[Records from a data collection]
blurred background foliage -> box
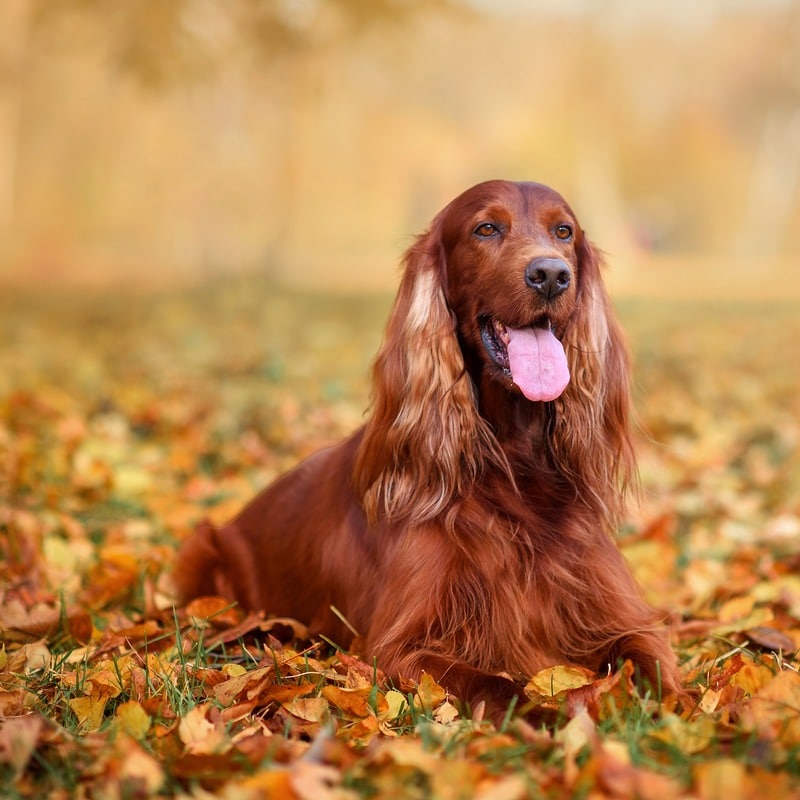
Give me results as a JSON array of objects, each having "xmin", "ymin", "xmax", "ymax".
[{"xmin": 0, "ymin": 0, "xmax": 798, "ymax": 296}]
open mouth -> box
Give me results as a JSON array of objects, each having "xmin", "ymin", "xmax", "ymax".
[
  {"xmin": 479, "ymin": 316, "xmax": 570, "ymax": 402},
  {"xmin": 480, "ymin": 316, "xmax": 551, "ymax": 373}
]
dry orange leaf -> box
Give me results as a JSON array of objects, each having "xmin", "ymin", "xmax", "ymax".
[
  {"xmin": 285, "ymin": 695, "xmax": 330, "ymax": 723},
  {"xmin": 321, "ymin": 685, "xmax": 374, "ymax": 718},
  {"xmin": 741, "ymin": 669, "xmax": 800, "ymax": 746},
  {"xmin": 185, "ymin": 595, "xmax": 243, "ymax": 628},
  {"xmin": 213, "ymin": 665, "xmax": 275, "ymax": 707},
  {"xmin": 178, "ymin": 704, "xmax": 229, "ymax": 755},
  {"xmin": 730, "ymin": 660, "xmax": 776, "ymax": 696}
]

---

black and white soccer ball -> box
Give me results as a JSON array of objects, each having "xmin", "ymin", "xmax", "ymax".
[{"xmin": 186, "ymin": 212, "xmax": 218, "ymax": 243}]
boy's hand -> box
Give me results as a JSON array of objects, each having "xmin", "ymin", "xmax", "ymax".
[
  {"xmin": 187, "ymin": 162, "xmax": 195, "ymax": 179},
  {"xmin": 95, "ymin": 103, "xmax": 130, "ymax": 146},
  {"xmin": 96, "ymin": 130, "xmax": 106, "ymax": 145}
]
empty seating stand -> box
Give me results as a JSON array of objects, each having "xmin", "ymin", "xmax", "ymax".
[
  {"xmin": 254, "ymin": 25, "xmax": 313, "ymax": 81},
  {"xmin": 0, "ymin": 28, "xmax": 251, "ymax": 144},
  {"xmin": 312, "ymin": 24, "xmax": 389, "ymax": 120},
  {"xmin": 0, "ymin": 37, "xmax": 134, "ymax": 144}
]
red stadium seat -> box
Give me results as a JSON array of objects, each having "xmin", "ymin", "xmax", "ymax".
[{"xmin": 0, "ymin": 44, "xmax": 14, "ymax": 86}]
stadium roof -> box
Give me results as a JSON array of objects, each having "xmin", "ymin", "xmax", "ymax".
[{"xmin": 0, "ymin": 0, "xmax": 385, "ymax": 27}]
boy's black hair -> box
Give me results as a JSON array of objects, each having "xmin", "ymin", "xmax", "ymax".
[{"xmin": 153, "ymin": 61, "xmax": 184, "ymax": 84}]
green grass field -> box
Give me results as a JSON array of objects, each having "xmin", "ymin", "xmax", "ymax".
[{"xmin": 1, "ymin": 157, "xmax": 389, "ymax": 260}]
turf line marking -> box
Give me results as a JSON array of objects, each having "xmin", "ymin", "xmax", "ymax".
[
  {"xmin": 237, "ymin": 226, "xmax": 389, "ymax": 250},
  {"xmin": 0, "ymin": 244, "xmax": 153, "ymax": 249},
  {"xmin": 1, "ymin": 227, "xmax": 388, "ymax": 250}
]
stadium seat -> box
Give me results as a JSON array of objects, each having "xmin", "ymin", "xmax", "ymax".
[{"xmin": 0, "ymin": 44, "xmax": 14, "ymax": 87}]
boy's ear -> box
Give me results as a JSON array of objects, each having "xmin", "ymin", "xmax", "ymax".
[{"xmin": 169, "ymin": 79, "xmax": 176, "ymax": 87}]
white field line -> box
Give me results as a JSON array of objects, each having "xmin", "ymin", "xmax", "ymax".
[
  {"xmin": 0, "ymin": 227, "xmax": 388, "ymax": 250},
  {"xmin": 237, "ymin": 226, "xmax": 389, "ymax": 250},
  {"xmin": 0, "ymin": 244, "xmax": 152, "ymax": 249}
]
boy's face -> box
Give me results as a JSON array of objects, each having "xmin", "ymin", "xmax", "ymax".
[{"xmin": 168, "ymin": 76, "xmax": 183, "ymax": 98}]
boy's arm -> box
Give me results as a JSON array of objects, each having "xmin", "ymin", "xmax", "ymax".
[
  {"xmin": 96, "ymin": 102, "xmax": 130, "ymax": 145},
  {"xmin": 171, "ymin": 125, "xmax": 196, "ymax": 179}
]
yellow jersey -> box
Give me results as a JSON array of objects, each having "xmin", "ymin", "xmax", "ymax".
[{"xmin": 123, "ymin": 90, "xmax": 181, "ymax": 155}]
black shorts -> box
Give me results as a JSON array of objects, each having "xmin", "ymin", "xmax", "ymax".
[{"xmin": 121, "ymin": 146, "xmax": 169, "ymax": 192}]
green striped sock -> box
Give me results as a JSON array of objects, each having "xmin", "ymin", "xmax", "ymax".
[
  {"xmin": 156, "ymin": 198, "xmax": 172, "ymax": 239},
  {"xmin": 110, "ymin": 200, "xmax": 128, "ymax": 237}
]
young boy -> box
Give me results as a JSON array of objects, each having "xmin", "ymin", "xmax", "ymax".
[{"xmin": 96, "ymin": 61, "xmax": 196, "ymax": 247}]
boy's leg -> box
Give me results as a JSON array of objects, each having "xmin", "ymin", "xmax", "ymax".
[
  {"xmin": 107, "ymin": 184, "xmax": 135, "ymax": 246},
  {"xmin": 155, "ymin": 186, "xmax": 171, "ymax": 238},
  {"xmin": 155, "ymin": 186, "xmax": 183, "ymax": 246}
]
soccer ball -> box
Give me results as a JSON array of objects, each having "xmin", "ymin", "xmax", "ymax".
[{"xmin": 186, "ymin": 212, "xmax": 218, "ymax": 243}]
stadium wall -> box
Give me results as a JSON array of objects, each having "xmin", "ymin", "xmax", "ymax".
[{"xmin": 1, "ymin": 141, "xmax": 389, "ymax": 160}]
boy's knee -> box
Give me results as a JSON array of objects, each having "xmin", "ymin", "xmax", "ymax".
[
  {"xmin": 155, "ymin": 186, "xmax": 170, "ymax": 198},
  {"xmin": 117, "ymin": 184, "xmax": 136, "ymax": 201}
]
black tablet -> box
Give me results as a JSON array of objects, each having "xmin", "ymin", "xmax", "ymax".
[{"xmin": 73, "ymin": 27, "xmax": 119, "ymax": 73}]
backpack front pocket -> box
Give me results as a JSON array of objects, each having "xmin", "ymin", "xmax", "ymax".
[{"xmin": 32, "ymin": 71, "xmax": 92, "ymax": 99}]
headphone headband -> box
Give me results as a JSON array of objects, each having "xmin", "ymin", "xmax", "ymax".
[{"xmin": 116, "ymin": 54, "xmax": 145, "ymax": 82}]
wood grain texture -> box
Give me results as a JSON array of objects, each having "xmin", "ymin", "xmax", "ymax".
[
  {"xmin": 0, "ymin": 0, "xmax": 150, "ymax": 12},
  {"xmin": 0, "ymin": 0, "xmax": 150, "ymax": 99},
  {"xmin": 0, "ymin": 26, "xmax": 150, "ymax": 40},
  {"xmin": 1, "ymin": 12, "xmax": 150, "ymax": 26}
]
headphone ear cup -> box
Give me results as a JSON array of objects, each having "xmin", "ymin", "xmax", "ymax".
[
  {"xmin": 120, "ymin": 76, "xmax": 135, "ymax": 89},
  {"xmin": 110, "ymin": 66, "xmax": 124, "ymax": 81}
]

---

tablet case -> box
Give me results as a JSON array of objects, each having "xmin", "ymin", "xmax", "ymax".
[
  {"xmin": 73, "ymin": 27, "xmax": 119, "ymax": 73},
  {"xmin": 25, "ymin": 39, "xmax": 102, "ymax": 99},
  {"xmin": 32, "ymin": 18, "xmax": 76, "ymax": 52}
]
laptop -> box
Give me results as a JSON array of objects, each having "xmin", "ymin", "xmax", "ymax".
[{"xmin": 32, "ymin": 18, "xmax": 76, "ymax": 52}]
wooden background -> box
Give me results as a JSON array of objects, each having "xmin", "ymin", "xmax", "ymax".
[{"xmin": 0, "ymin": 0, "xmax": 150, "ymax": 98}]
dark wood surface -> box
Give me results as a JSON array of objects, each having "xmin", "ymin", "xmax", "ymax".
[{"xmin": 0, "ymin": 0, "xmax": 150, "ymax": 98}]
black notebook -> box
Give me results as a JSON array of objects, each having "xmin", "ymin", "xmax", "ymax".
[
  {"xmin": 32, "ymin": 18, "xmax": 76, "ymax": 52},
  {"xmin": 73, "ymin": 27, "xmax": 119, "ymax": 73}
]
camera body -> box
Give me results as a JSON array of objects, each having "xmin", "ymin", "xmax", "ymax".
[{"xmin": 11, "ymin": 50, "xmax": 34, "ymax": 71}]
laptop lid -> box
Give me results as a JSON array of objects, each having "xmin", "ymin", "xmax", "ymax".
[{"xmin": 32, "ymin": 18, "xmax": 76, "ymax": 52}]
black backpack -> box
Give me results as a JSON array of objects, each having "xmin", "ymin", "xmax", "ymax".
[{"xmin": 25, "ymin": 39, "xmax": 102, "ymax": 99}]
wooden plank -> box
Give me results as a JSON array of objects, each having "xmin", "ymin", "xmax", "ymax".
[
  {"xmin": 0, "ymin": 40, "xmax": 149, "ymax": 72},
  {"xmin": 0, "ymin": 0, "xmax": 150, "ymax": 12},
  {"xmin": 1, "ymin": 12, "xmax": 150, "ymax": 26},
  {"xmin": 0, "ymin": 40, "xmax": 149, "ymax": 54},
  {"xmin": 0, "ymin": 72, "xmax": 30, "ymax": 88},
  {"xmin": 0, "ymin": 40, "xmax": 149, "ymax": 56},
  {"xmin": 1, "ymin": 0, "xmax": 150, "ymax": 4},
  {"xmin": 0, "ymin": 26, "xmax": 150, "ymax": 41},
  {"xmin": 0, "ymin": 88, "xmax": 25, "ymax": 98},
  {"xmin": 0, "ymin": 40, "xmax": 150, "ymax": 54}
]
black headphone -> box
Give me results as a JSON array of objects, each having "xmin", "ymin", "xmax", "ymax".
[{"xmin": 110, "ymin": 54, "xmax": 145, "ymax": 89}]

TRY IT. Among the lines above, the one with "blurred background foliage -> box" opens the part to repeat and the one with "dry orange leaf -> box" closes it; repeat only that part exactly, with no pictures.

RESPONSE AREA.
blurred background foliage -> box
Give me results as a JSON array of objects, each having "xmin", "ymin", "xmax", "ymax".
[{"xmin": 0, "ymin": 0, "xmax": 798, "ymax": 296}]
open mouth -> box
Give me results as a JSON array of objects, each having "xmin", "ymin", "xmax", "ymax".
[
  {"xmin": 479, "ymin": 316, "xmax": 570, "ymax": 402},
  {"xmin": 480, "ymin": 316, "xmax": 551, "ymax": 373}
]
dry orange leaf -> box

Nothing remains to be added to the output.